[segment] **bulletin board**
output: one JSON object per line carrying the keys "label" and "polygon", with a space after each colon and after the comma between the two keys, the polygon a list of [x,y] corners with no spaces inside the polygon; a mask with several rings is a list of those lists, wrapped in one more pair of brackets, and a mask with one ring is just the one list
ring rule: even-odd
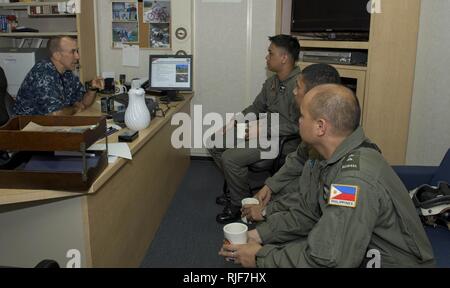
{"label": "bulletin board", "polygon": [[113,48],[171,49],[170,0],[112,1]]}

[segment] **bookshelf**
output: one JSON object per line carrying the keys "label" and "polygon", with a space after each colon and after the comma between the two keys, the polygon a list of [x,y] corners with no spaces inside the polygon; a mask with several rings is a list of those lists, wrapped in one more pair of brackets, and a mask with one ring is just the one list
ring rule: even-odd
{"label": "bookshelf", "polygon": [[[0,46],[4,48],[17,47],[23,38],[75,37],[78,39],[80,51],[80,80],[88,81],[97,75],[94,30],[95,2],[94,0],[83,0],[79,1],[81,6],[77,9],[61,6],[58,10],[58,5],[64,3],[67,4],[67,1],[0,3],[1,15],[14,15],[18,27],[38,30],[38,32],[7,31],[0,33]],[[64,11],[64,9],[66,10]]]}

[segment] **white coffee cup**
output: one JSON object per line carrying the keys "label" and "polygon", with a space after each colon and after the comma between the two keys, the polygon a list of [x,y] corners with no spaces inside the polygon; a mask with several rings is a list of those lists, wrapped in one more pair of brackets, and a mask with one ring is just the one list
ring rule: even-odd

WHAT IS BEING ASKED:
Write out every line from the entries where "segment" appears.

RESPONSE TO THE EXERCISE:
[segment] **bulletin board**
[segment] **bookshelf**
[segment] **white coffee cup**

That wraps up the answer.